Set the entries below down again, please. Match them exactly.

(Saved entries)
::::
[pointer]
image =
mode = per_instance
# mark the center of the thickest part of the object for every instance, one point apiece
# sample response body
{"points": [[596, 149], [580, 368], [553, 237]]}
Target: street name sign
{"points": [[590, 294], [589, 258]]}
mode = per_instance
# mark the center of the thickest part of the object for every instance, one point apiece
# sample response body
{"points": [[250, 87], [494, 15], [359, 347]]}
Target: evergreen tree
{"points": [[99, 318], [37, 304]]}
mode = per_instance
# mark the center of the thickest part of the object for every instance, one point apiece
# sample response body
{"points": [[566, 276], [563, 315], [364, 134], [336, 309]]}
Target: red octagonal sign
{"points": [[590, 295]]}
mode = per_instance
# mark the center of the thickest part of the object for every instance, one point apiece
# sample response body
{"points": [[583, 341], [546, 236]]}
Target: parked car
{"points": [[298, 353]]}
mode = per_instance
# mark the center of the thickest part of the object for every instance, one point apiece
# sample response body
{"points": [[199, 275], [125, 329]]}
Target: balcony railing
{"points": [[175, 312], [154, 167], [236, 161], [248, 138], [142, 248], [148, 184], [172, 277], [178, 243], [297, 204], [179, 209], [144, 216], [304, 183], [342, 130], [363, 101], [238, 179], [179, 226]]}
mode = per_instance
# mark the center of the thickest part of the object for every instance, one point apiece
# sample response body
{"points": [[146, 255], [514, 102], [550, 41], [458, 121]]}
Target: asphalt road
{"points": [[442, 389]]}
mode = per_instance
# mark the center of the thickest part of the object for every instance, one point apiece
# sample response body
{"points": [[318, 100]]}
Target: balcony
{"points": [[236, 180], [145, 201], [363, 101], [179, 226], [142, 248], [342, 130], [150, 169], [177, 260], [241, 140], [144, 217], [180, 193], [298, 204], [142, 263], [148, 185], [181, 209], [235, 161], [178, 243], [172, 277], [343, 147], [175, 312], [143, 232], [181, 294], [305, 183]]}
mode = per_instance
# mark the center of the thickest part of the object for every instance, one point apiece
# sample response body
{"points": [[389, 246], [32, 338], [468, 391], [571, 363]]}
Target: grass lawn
::::
* Solution to this problem *
[pointer]
image =
mode = per_instance
# mark the center of the thickest part of the object for every instance, one point apiece
# sample response body
{"points": [[596, 149], [580, 368], [553, 237]]}
Target: street name sign
{"points": [[590, 294], [589, 258]]}
mode = per_instance
# mark the center of the thickest part of the object for every instance, one point apiece
# sample response body
{"points": [[250, 87], [494, 15], [359, 347]]}
Target: evergreen tree
{"points": [[99, 318], [37, 304]]}
mode = per_instance
# mark the center of the thickest part of the object for every instance, one point apiece
# sample response body
{"points": [[566, 276], [563, 315], [364, 134], [336, 309]]}
Target: red octagonal sign
{"points": [[590, 295]]}
mode = per_instance
# mark the center of the thickest part of the object for every instance, one point apiece
# sample response body
{"points": [[583, 341], [546, 236]]}
Target: parked car
{"points": [[298, 353]]}
mode = per_instance
# mark the center of the thickest part of the object for every instance, one point apiece
# sample response body
{"points": [[199, 275], [125, 329]]}
Target: balcony railing
{"points": [[175, 312], [154, 167], [236, 161], [248, 138], [142, 248], [148, 184], [172, 277], [178, 243], [297, 204], [179, 209], [144, 216], [304, 183], [342, 130], [363, 101], [238, 179], [179, 226]]}
mode = per_instance
# mark the center of the thickest part of the object for every instance, one point apiece
# sample response body
{"points": [[146, 255], [514, 102], [550, 41], [458, 121]]}
Target: asphalt road
{"points": [[442, 389]]}
mode = per_instance
# mark the center of the thickest part of the object for every instance, one point apiece
# sample response body
{"points": [[318, 100]]}
Target: balcony
{"points": [[236, 180], [145, 201], [363, 101], [179, 226], [142, 248], [342, 130], [150, 169], [177, 260], [241, 140], [144, 217], [180, 193], [298, 204], [142, 263], [148, 185], [181, 209], [235, 161], [178, 243], [172, 277], [343, 147], [175, 312], [143, 232], [181, 294], [305, 183]]}
mode = per_instance
# mark the center of the thickest part of the object for every instance, one point apiece
# sample response body
{"points": [[389, 246], [32, 338], [468, 391], [571, 363]]}
Target: grass lawn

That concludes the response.